> **Task directions**
Copy out the data word for word, from the line containing "Target: held hands" through the final line of the data, including both ends.

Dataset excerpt

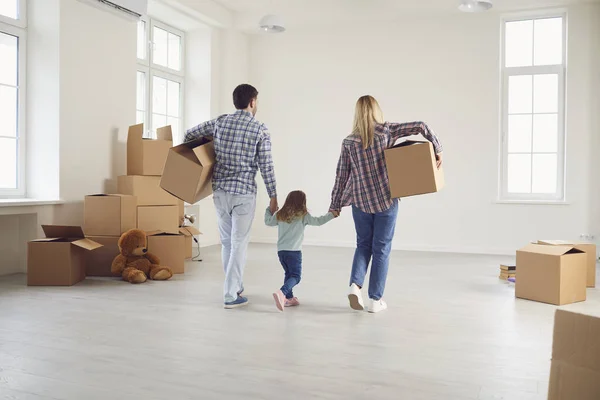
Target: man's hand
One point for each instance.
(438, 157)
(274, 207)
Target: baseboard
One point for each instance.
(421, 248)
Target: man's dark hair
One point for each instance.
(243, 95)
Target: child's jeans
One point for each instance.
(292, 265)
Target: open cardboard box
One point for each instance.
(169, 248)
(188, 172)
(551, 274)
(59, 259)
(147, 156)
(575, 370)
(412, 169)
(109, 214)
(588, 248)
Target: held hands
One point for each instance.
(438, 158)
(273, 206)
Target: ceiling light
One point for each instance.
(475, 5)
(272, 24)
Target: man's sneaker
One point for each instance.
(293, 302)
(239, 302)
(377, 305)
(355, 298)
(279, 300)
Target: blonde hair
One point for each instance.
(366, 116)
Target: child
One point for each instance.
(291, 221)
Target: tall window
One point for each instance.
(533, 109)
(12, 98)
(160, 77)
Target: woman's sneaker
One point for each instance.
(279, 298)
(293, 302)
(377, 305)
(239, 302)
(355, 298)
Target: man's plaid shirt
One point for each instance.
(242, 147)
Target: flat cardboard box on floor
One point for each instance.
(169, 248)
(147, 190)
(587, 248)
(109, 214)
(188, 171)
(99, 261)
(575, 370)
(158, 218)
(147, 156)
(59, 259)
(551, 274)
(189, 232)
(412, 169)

> **Reply to the exercise**
Target: held hands
One point for each instance.
(438, 158)
(273, 206)
Target: ceiling light
One point for each instance.
(475, 5)
(272, 24)
Target: man's sneaker
One point for each instance.
(293, 302)
(239, 302)
(377, 305)
(355, 298)
(279, 300)
Target: blonde hair
One point for each instance.
(366, 116)
Target: child
One point for each instance.
(291, 221)
Target: tall window
One point for each instance.
(533, 109)
(12, 98)
(160, 77)
Target: woman's sneaker
One point for each instance.
(279, 298)
(293, 302)
(377, 305)
(239, 302)
(355, 298)
Target: man's plaid shirt
One point for each instance.
(242, 147)
Target: flat cardboard box on floor
One point for each instance.
(169, 248)
(147, 190)
(587, 248)
(109, 214)
(188, 171)
(99, 261)
(575, 370)
(158, 218)
(147, 156)
(59, 259)
(551, 274)
(189, 232)
(412, 169)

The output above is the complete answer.